§ **BRIEF**: In the listing below, which lines contain the string "each"? Copy them all.
========================
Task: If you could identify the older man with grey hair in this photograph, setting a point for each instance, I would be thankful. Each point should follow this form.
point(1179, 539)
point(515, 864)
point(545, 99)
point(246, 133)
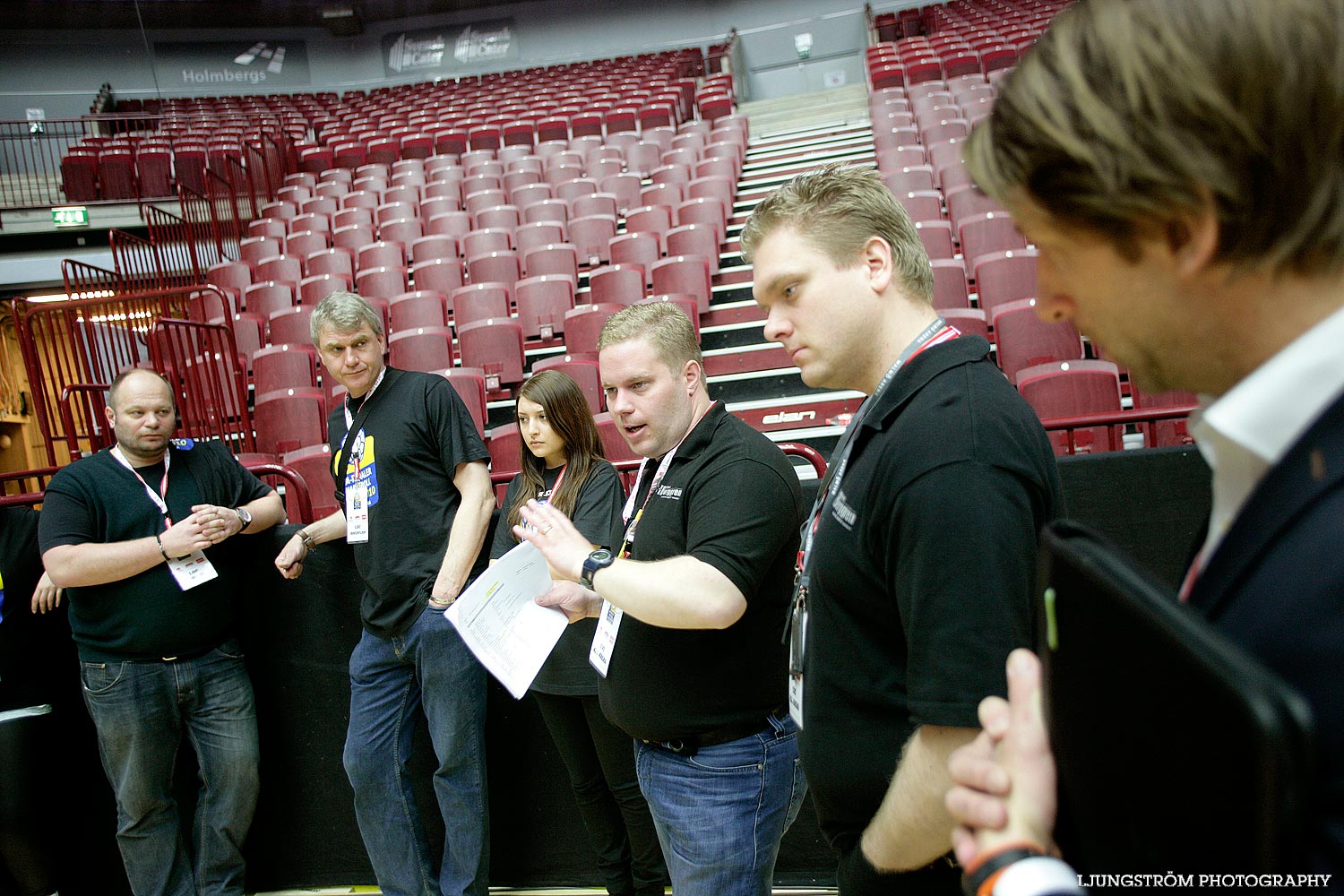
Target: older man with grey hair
point(416, 495)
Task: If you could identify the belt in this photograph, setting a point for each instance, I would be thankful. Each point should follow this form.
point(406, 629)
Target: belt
point(688, 745)
point(182, 657)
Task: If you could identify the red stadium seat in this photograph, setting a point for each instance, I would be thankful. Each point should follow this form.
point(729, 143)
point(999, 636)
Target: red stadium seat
point(478, 303)
point(1072, 389)
point(617, 284)
point(438, 274)
point(421, 308)
point(422, 349)
point(496, 347)
point(582, 371)
point(685, 274)
point(542, 303)
point(1024, 340)
point(290, 418)
point(583, 325)
point(277, 367)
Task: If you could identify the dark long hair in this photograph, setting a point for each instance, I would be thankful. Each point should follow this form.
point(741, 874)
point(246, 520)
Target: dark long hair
point(567, 413)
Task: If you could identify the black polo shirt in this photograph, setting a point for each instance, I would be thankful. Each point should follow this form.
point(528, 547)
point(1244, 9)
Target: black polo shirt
point(921, 573)
point(416, 435)
point(596, 511)
point(730, 498)
point(148, 616)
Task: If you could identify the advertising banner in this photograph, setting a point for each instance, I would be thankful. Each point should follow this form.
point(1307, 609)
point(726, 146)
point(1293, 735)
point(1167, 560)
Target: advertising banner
point(223, 65)
point(451, 48)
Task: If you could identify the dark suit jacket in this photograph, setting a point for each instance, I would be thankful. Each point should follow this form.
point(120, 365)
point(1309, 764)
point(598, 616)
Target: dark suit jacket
point(1276, 586)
========================
§ **EXERCISE SOLUTION**:
Task: If you could identify the older man with grey hair in this photograph, setting a point for each instance, I would be thankful. Each point should follow this form.
Task: If you could identify the belt in this photograph, setting a point for each instance, I would be thankful. Each point should follow this form.
Task: If you could identify the red stadium seat in this photograph, setting a point for each instance, I would be thankful. Each point should follow this form.
Task: If you could identify the dark long hair in this photograph, setting a point for each instance, I would be thankful. Each point should follow this form.
Task: If you could identify the black polo shirt in this photograph, setting a point for each instance, I would be thankful. Each point should follow this form.
Task: If you could identify the advertising banner in this photograph, setting a point for each instance, I would be thankful. Each point should follow this form.
Task: If you could identify the dark suit jacket in this photograph, setting a point for each instance, I would be thankful. Each point should follow this form.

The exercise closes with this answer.